START INPUT MATERIAL

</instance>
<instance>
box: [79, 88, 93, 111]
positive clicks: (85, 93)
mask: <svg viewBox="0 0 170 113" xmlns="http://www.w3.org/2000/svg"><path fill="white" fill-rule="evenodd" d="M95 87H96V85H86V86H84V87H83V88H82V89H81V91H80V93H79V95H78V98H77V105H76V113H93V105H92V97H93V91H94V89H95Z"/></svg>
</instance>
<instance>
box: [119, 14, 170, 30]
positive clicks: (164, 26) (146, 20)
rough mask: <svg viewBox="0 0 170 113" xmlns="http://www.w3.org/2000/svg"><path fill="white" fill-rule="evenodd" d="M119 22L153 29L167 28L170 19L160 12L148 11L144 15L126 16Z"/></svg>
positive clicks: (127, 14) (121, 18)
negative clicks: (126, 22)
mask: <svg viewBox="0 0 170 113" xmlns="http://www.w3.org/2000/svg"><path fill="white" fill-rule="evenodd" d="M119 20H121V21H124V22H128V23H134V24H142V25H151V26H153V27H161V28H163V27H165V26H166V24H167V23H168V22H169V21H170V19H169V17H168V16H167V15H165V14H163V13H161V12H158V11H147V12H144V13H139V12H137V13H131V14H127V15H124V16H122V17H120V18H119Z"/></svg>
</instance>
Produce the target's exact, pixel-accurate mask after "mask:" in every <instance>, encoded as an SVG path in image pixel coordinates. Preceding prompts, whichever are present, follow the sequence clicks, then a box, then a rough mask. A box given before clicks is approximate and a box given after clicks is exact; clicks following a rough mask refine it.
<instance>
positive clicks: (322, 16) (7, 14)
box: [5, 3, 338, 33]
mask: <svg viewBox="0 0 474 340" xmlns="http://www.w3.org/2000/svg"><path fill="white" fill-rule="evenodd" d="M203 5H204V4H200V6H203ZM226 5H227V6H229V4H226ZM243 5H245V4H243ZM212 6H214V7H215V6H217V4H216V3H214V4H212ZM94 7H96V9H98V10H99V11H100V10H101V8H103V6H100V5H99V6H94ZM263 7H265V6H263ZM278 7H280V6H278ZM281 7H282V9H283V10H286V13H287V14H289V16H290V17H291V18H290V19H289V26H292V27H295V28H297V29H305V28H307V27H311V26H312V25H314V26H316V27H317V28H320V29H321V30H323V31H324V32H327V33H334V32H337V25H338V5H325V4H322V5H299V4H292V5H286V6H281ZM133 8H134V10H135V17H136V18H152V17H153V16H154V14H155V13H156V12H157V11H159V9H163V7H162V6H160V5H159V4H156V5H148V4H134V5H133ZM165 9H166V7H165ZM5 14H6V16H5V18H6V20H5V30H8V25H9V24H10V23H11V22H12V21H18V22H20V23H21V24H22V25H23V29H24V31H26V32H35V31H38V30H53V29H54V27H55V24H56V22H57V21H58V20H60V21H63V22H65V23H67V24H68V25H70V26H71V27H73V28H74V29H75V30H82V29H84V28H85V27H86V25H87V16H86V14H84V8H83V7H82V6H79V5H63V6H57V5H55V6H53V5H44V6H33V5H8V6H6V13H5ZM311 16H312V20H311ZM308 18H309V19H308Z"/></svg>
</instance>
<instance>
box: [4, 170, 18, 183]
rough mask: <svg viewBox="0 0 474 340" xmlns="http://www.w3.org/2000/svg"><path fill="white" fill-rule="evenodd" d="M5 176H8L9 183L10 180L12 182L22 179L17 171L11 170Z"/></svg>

END INPUT MATERIAL

■ **JOB ITEM**
Copy each line of the records above that contains the string "positive", matching case exactly.

■ **WRITTEN RESPONSE**
positive clicks: (85, 93)
positive clicks: (164, 26) (146, 20)
positive clicks: (127, 14) (121, 18)
positive clicks: (322, 16) (7, 14)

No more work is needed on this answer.